* [Extract]:
In 2024, consumers and businesses reported losses of more than $12.5bn to fraud, representing a 25% year-on-year increase.

According to AiPrise, the scale of this growth underlines a hard reality for organisations operating in financial services, payments and crypto: criminal tactics are evolving faster than many traditional controls. Fraud today is no longer slow, obvious or isolated. It is automated, coordinated and increasingly difficult to distinguish from legitimate activity, placing constant pressure on risk and compliance teams.

Modern fraud attacks exploit weaknesses in static rule sets, hide within normal-looking transactions and test controls at speed. While most organisations already rely on rule-based controls within their risk engines, understanding how these rules function — and how to adapt them — has become critical to managing losses while keeping false positives in check. When applied correctly, fraud detection rules act as the first decision layer, determining which activity deserves scrutiny and which can proceed without friction.

At their core, fraud detection rules translate risk appetite into action. They ensure policies are enforced consistently across onboarding, logins and transactions, enabling immediate decisions at moments where milliseconds can make the difference between blocking fraud and losing customers. Just as importantly, rules provide explainable outcomes. When activity is flagged, teams can clearly identify which condition was triggered, supporting audits, regulatory reviews and internal governance. Well-designed rules also reduce operational noise, allowing analysts to focus on genuinely complex cases rather than reviewing every transaction manually.

As fraud pressure intensifies heading into 2026, rules must account for speed, coordination and the abuse of trusted infrastructure. IP velocity checks remain a critical signal, revealing automated activity that only becomes visible when viewed in aggregate. Burst sign-ups, rapid payment attempts and repeated access to high-risk endpoints often indicate scripted behaviour, even when individual events appear legitimate.

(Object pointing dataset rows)
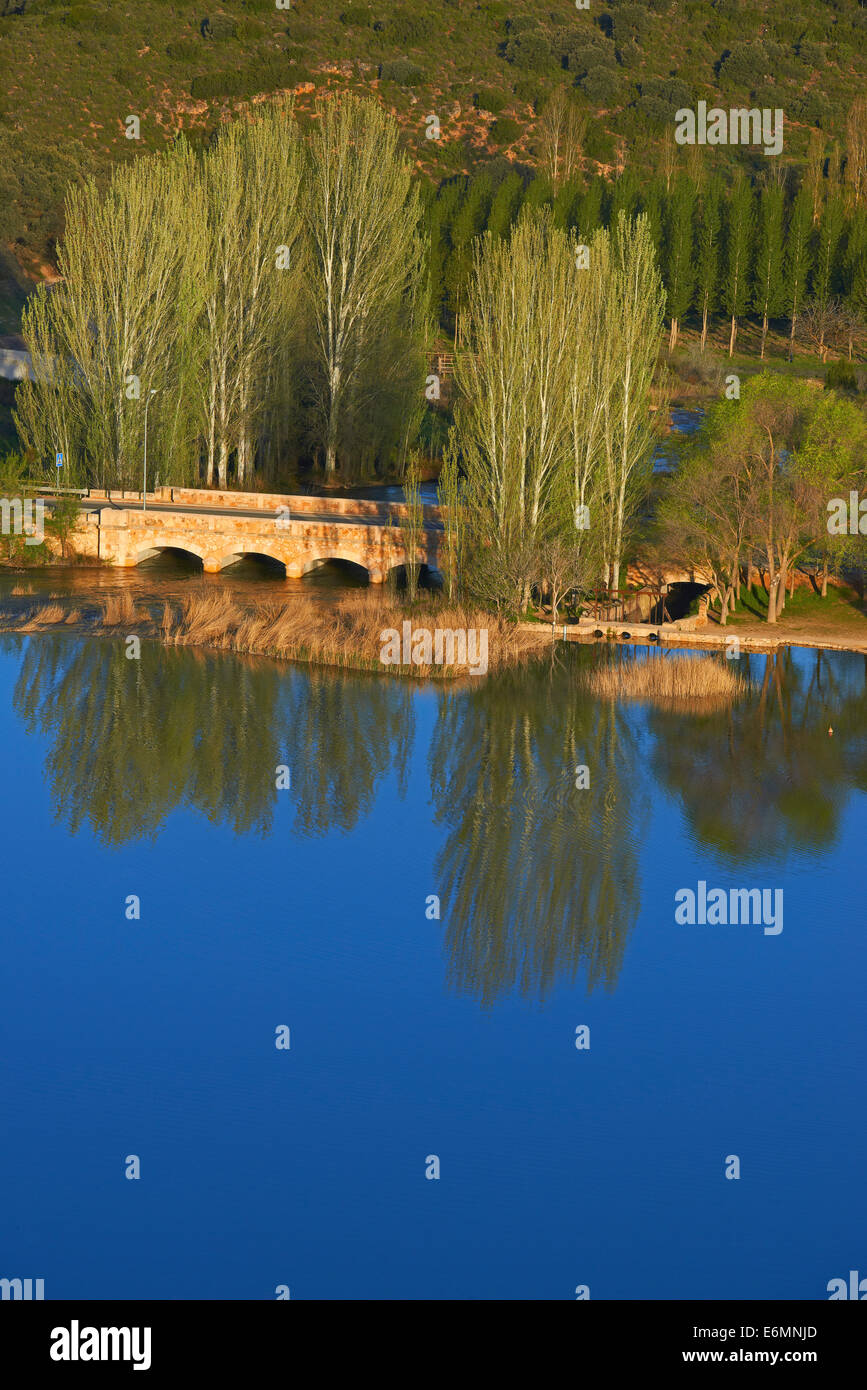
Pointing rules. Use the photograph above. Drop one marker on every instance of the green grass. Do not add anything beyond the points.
(842, 609)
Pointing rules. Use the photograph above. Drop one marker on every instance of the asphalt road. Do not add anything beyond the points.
(328, 517)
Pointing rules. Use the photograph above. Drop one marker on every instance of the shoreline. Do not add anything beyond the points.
(675, 637)
(331, 637)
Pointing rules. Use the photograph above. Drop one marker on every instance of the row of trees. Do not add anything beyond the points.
(553, 431)
(764, 249)
(249, 305)
(750, 499)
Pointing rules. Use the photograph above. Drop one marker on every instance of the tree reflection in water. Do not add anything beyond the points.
(538, 879)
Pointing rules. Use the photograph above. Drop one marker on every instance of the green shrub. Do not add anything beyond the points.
(660, 97)
(505, 132)
(841, 375)
(521, 24)
(93, 21)
(630, 24)
(600, 85)
(405, 27)
(489, 99)
(528, 91)
(402, 71)
(530, 52)
(582, 57)
(218, 28)
(357, 17)
(599, 143)
(184, 50)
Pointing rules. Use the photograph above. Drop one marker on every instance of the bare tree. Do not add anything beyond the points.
(250, 266)
(856, 150)
(823, 324)
(363, 216)
(562, 134)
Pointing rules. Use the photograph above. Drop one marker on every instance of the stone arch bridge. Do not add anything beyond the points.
(221, 527)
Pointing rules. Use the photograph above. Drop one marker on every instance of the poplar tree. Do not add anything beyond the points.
(680, 253)
(117, 327)
(250, 250)
(769, 295)
(739, 227)
(707, 270)
(361, 210)
(635, 306)
(798, 257)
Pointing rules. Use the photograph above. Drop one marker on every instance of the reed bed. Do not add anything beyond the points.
(47, 616)
(684, 681)
(118, 609)
(348, 633)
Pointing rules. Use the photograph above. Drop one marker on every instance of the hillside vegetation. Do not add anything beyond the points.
(75, 72)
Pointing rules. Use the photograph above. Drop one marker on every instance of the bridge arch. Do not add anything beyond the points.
(147, 552)
(314, 562)
(252, 552)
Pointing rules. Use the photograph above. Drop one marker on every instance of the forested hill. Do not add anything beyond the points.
(72, 74)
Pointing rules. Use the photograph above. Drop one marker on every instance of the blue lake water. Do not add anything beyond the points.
(413, 1037)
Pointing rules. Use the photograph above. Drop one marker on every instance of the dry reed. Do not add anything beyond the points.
(118, 609)
(677, 680)
(348, 633)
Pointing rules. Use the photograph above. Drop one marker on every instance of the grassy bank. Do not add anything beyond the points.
(692, 683)
(348, 633)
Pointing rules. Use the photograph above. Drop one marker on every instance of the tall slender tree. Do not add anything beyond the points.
(739, 231)
(680, 253)
(707, 268)
(798, 257)
(363, 213)
(769, 292)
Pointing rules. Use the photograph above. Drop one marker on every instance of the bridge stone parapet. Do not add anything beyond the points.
(298, 503)
(125, 537)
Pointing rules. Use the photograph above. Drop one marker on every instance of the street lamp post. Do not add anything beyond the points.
(145, 488)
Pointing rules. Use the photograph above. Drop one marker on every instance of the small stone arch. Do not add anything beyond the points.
(147, 552)
(252, 552)
(313, 562)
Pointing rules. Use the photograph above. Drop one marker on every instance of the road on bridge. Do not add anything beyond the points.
(257, 513)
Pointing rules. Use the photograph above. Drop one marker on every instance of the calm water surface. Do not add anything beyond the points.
(411, 1036)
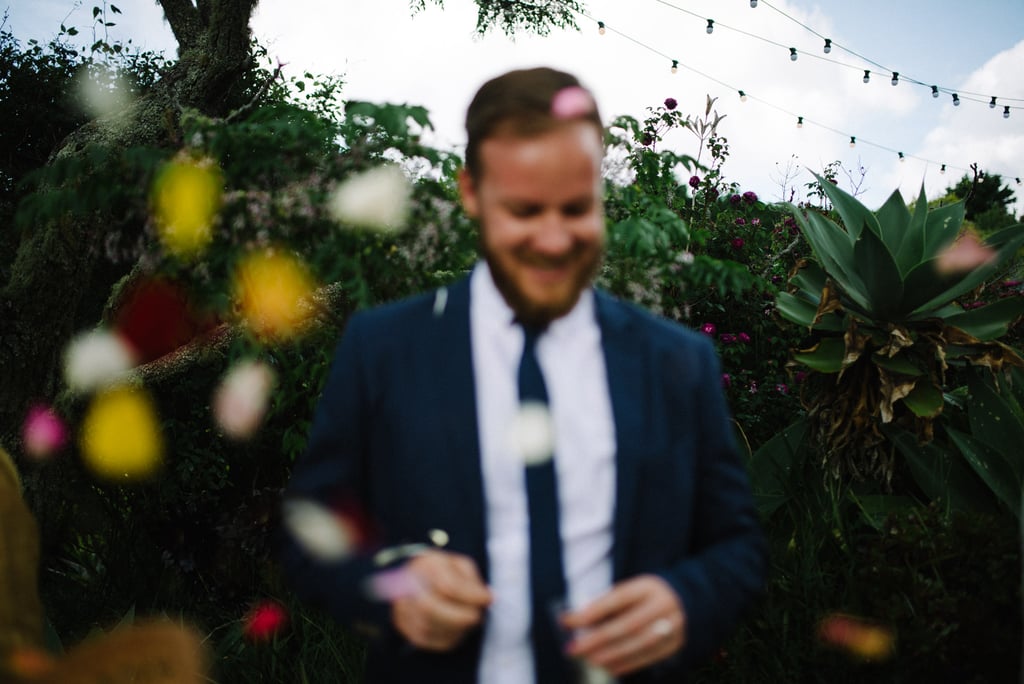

* [Brief 1]:
Answer these questions about the fraud detection text:
(a) By what percentage did reported fraud losses rise year on year in 2024?
(b) What do fraud detection rules translate risk appetite into?
(c) Which signal does the fraud detection text say remains critical heading into 2026?
* [Brief 2]: Can you resume the fraud detection text, starting right after its last sentence?

* [Task result 1]:
(a) 25%
(b) Action
(c) IP velocity checks

* [Task result 2]:
Email age and domain risk rules continue to play a key role during onboarding. Newly created or disposable email addresses are frequently used in fraud operations because they are cheap and disposable. Assessing domain reputation and matching email quality against user profiles helps prevent risky users from entering systems unnoticed.

Device ID consistency is another essential layer. While identities are easy to rotate, devices are not. Sudden changes in device behaviour during sensitive actions, or multiple accounts linked to a single device, often point to coordinated abuse or account compromise. Monitoring device stability helps build trust for genuine users while exposing large-scale automation.

Payment-focused platforms also rely heavily on suspicious BIN range monitoring. Certain issuers, card types or regions become high-risk over time due to repeated abuse or data breaches. Applying selective friction to these BINs protects revenue without harming overall conversion rates.

High-risk country triggers add a jurisdiction-level perspective. Some regions carry elevated fraud, money laundering or sanctions risk, and treating all locations equally weakens compliance. Country-aware rules allow businesses to apply proportionate controls while still supporting legitimate cross-border activity.

Transaction amount anomaly checks focus on value behaviour rather than approval outcomes. Fraud often begins with micro-transactions to test success or escalates rapidly to maximise impact. Comparing transaction values against user history and category norms helps surface intent before losses escalate.

Finally, account takeover indicators remain one of the most important rule sets. Subtle changes in login patterns, rapid profile updates and behaviour drift often signal compromised accounts. Intervening early prevents attackers from monetising access and reduces both financial and regulatory exposure.

Together, these rules form a layered defence that balances protection, compliance and customer experience in an increasingly hostile fraud landscape.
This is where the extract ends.